▸ Goal of the exercise:
The listing below should be copied in full, word for word.

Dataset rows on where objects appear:
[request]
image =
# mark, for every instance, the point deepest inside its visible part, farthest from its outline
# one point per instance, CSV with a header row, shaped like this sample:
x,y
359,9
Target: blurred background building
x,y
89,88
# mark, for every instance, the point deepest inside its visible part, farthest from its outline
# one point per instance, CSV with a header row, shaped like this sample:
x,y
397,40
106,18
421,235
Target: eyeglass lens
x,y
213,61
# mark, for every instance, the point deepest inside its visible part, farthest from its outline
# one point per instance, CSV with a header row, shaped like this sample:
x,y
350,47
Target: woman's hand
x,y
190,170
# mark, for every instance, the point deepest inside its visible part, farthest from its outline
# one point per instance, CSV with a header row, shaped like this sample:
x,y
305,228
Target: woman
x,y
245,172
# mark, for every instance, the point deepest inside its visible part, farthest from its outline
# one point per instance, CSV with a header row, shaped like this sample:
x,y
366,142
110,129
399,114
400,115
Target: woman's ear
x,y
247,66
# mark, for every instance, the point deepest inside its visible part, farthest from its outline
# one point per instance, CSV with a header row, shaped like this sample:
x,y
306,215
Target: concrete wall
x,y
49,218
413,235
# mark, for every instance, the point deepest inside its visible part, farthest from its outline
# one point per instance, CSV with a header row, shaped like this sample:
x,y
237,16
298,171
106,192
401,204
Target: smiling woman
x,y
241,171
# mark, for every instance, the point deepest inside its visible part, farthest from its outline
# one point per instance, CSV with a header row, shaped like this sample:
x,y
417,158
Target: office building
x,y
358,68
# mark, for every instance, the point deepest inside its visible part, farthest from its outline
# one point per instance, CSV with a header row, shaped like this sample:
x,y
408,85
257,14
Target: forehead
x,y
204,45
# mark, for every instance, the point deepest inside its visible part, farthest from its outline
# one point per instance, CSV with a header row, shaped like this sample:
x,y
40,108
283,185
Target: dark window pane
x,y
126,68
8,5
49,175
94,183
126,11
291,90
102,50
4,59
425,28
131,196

▸ Exercise solution:
[request]
image =
# mark, for every instance, the point deepest inside its visible part, farthest from its outline
# one point per instance, CSV with a header row, shaped like this sample:
x,y
359,9
Target: blurred background building
x,y
89,88
# mark, for every instance, the point deepest inside its visible part, farthest from its outline
# one point per instance, CSV with a header row, shaped like this sample:
x,y
397,40
106,18
421,235
Target: eyeglass lens
x,y
213,61
# mark, for every instance, the point deepest inside its visible part, farthest from its outline
# one point per instance, CSV with a header row, shaped like this sample:
x,y
350,47
Target: woman's hand
x,y
190,170
# mark, for every instance, the point deepest inside its visible part, farthest from its outline
# one point per instance, CSV with a header row, shaped like this sample:
x,y
305,228
Target: woman
x,y
245,172
# mark, for every instance, the point deepest inside its visible part, farthest from its outline
# one point per instance, CSV with a header row, shaped like this sample:
x,y
366,142
110,129
399,114
400,115
Target: woman's ear
x,y
247,66
# mark, for every instance, the point deepest inside its visible part, farthest from its outline
# one point per instance, CSV with a header row, shaped like this sample:
x,y
306,215
Target: concrete wall
x,y
49,218
413,235
# mark, for every instance, the point deepest inside its visible part, farthest from its outline
# one point per instance, CSV with a header row, shaped like this sample:
x,y
237,16
298,171
106,192
401,204
Target: smiling woman
x,y
241,171
# mark, for every instance, the point deepest inside its visible part, farthest from its outline
# one point per instance, CSV with a header row, shaped like this sample:
x,y
417,158
Target: office building
x,y
358,68
# mark, for every instance, the point deepest inside its visible part, farthest from its outline
# one point per instance, CSV with a header row, shaped like this sample:
x,y
408,85
257,14
Target: forehead
x,y
204,45
# mark, for every instance, the point deepest inside its visible part, farthest from its outline
# one point per instance, CSV with a header row, shaped like this sample:
x,y
40,108
283,185
Target: dark window pane
x,y
126,68
8,5
49,175
94,183
126,11
291,90
102,50
4,59
425,28
131,196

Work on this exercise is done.